**Aim**
Please count the rows below that contain the word "woman". Reply with only the number.

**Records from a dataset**
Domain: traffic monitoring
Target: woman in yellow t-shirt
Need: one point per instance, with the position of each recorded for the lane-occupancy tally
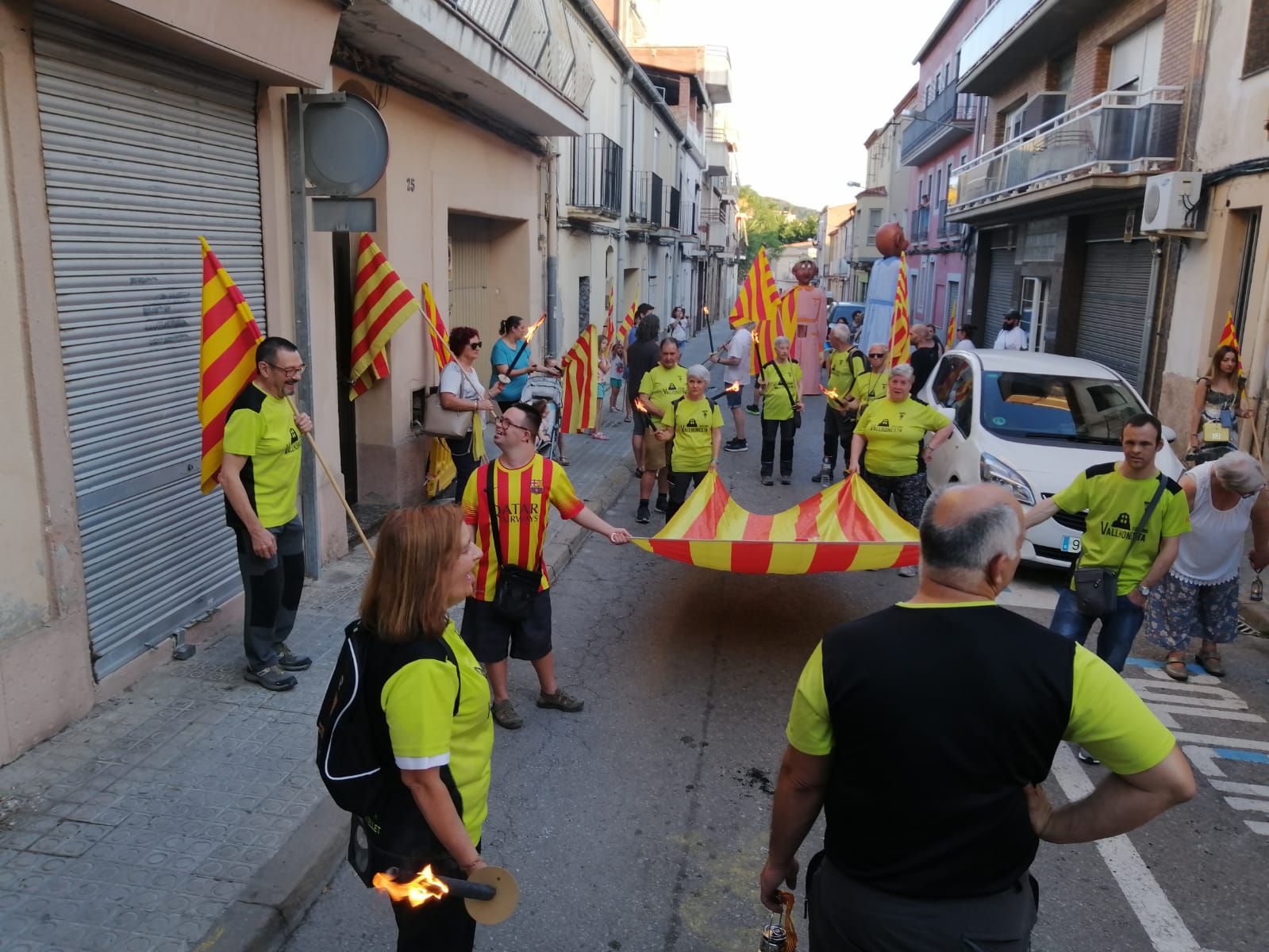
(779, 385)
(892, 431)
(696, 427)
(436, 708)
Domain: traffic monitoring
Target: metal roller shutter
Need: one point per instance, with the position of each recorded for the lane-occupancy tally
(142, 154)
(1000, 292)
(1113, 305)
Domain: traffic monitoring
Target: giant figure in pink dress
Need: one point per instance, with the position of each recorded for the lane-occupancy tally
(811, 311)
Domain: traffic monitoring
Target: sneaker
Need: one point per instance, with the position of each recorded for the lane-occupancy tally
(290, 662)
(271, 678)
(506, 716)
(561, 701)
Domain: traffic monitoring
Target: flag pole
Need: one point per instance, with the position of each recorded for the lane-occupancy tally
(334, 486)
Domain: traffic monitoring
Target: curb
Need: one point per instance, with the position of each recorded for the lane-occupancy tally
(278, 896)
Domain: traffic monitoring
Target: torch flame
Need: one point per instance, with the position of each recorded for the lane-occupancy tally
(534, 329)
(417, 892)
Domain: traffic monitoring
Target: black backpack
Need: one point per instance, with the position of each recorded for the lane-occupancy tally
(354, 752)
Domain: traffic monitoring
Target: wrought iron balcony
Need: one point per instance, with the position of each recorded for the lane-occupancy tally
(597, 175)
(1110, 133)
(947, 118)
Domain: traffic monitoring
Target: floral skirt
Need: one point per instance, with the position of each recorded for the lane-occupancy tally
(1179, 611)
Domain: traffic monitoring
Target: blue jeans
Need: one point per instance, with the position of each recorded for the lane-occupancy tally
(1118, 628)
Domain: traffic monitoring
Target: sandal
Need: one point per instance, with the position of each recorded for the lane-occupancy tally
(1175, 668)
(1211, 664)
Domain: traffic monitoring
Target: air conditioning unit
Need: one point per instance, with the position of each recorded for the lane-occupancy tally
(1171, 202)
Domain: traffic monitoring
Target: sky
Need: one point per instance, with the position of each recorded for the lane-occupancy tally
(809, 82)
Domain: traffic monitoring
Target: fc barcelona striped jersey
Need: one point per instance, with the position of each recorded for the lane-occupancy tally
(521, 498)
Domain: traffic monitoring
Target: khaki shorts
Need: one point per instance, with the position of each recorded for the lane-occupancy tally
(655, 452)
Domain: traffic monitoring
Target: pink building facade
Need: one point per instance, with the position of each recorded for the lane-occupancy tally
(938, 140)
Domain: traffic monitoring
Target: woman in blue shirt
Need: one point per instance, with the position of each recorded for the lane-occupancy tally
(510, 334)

==

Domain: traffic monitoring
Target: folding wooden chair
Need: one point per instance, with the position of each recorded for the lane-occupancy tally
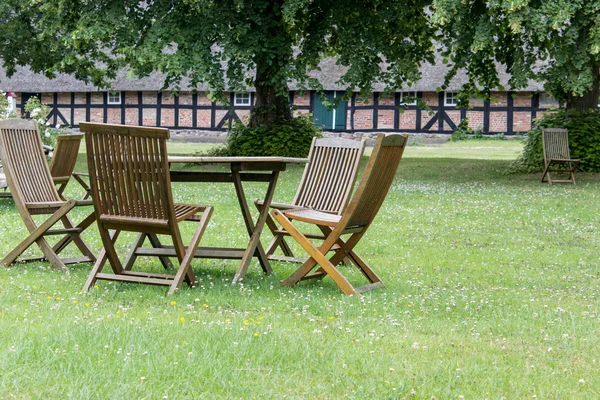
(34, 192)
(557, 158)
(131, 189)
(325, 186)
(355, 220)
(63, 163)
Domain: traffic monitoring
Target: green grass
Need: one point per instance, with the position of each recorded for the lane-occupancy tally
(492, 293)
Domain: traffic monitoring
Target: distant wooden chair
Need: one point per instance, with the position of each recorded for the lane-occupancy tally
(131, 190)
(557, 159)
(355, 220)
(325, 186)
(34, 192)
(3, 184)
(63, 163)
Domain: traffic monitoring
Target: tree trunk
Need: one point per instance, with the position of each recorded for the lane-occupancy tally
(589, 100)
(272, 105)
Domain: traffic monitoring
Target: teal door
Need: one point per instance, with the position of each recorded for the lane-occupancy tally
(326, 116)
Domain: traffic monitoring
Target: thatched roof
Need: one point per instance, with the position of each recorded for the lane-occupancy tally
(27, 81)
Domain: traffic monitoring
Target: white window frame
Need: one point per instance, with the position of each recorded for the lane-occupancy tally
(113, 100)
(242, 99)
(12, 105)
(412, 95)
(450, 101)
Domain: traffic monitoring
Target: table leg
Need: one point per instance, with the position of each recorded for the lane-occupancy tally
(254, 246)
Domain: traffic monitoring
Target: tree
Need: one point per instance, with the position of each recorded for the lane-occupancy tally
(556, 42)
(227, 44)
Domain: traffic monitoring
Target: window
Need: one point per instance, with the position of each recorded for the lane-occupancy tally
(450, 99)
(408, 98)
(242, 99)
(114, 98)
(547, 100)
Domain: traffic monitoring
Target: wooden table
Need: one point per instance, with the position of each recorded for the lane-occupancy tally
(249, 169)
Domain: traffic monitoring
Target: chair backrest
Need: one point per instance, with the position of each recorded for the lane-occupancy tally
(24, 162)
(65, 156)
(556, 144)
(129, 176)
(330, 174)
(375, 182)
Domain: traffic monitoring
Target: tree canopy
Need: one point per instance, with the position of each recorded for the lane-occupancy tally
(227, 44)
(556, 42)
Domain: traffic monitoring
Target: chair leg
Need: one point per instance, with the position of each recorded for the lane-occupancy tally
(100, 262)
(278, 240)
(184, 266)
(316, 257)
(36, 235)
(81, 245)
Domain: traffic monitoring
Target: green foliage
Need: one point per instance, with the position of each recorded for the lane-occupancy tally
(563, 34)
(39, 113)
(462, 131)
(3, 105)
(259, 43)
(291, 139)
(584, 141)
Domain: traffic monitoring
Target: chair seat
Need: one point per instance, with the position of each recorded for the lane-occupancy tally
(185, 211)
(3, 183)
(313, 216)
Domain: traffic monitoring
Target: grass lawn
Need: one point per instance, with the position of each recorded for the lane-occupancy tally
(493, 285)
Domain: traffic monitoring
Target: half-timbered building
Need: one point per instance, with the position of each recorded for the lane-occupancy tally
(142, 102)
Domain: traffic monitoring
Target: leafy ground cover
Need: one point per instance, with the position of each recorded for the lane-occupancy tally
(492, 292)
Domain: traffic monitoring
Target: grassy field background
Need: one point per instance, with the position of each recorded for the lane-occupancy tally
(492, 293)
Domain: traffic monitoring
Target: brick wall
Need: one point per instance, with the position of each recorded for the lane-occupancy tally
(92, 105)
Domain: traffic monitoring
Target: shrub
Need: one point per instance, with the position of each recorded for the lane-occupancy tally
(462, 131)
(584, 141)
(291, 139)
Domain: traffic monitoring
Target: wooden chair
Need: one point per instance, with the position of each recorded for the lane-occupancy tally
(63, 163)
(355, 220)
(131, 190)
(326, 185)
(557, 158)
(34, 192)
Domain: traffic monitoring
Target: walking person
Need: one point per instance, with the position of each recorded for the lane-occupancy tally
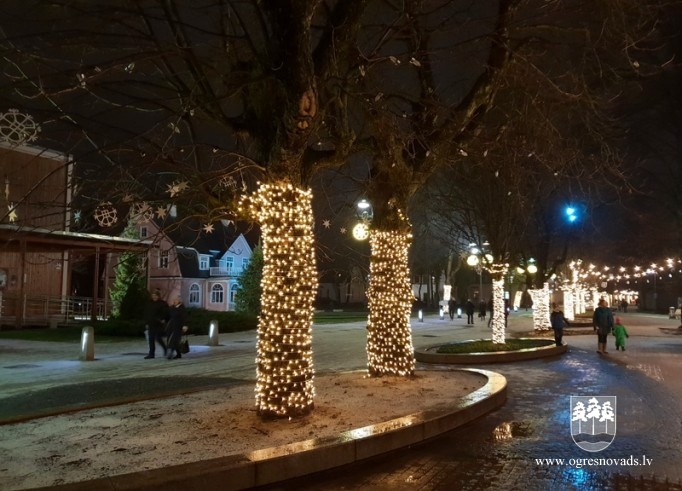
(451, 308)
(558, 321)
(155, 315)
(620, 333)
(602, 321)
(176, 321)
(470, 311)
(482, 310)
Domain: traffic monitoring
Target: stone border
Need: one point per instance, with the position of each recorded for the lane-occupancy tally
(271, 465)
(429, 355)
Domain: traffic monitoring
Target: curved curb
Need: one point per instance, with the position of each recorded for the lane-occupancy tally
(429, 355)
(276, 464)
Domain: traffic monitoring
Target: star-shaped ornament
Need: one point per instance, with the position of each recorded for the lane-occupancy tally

---

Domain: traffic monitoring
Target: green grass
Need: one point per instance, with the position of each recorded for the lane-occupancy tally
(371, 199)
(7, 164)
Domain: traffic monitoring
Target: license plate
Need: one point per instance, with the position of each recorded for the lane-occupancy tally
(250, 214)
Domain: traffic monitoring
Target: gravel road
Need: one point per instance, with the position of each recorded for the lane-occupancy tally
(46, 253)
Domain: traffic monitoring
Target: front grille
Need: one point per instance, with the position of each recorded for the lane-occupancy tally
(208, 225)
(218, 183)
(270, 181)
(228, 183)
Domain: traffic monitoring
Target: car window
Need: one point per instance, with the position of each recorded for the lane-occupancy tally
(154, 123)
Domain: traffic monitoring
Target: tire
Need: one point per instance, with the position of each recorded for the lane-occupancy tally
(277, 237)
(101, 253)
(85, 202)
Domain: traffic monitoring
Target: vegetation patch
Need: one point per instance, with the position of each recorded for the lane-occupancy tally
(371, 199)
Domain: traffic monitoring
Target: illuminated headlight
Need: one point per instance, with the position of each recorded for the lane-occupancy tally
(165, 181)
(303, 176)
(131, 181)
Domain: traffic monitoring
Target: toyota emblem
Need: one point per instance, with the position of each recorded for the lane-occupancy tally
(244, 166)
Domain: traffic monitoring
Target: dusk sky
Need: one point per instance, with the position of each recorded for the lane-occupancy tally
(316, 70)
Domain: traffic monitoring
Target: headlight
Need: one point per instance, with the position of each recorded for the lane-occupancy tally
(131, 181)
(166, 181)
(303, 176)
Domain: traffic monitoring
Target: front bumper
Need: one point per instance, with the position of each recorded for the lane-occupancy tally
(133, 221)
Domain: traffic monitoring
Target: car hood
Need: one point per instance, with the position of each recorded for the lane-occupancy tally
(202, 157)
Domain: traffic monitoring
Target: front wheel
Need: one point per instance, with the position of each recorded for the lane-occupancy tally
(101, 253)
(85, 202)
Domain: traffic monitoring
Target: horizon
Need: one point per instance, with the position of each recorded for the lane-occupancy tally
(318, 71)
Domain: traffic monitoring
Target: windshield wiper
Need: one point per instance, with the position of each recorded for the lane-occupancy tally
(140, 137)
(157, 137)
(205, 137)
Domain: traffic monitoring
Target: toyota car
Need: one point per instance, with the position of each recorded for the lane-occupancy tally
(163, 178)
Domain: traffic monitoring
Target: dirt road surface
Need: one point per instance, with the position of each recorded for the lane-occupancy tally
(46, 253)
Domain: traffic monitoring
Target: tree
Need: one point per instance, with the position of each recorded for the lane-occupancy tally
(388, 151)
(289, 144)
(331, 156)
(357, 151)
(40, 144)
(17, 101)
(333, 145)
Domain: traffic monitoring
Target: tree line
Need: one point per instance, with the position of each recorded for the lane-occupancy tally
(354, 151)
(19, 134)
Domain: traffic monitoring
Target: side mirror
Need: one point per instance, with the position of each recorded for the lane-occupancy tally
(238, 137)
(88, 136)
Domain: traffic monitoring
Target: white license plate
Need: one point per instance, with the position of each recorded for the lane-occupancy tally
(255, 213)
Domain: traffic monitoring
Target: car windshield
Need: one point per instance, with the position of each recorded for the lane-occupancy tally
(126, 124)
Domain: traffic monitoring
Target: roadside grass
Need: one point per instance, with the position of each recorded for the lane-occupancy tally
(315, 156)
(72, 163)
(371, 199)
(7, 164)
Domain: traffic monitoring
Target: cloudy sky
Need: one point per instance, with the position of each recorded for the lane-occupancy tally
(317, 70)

**Result**
2